Exercise directions
Return the records, each one exactly as written.

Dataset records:

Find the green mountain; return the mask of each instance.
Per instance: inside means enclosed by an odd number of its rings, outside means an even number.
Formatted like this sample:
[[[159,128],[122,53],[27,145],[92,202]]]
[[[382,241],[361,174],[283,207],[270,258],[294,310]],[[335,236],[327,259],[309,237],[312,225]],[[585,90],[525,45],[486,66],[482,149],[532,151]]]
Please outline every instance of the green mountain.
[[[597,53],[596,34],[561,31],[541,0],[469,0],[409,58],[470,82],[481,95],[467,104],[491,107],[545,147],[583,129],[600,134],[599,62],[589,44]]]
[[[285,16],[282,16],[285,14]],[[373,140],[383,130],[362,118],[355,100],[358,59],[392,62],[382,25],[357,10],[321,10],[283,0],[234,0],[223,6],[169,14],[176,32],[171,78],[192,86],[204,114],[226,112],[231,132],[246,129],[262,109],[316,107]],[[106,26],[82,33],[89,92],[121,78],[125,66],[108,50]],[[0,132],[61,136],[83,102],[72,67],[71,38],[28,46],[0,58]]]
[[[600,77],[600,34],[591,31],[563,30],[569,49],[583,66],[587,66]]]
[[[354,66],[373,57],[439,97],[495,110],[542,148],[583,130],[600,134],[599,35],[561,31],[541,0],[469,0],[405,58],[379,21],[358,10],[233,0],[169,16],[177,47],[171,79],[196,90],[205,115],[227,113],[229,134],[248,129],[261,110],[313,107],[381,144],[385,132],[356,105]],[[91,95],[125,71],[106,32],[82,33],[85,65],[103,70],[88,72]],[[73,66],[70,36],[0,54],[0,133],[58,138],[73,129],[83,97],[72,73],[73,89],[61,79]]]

Correct result
Find the green mountain; return the mask of each instance.
Per instance: inside means enclosed by an odd number of its rings, outside means an even number.
Formatted like this sample:
[[[159,128],[122,53],[27,145],[92,202]]]
[[[382,241],[361,174],[283,207],[270,258],[294,310]],[[335,236],[327,259],[309,237],[312,225]],[[585,90],[525,45],[486,66],[482,149],[532,151]]]
Please outline every instance of the green mountain.
[[[597,53],[596,34],[561,31],[541,0],[469,0],[409,58],[470,82],[481,95],[467,104],[491,107],[545,147],[583,129],[600,134],[599,62],[589,44]]]
[[[285,16],[282,16],[285,14]],[[373,140],[383,130],[362,118],[355,100],[358,59],[392,62],[382,25],[357,10],[321,10],[283,0],[234,0],[223,6],[169,14],[176,32],[171,78],[192,86],[204,114],[226,112],[231,132],[246,129],[262,109],[316,107]],[[106,26],[82,33],[89,92],[121,78],[125,66],[108,50]],[[0,132],[61,136],[83,102],[72,67],[71,38],[28,46],[0,58]]]
[[[600,77],[600,34],[591,31],[563,30],[569,49],[583,66],[587,66]]]
[[[354,66],[373,57],[439,97],[495,110],[542,148],[583,130],[600,134],[599,35],[561,31],[541,0],[469,0],[405,58],[379,21],[358,10],[233,0],[169,16],[177,47],[171,79],[196,90],[205,115],[227,113],[229,134],[248,129],[261,110],[313,107],[381,144],[385,132],[356,105]],[[91,95],[125,71],[106,32],[82,33],[85,65],[103,70],[88,72]],[[73,66],[70,36],[0,54],[0,133],[58,138],[73,129],[83,97],[72,73],[73,89],[61,79]]]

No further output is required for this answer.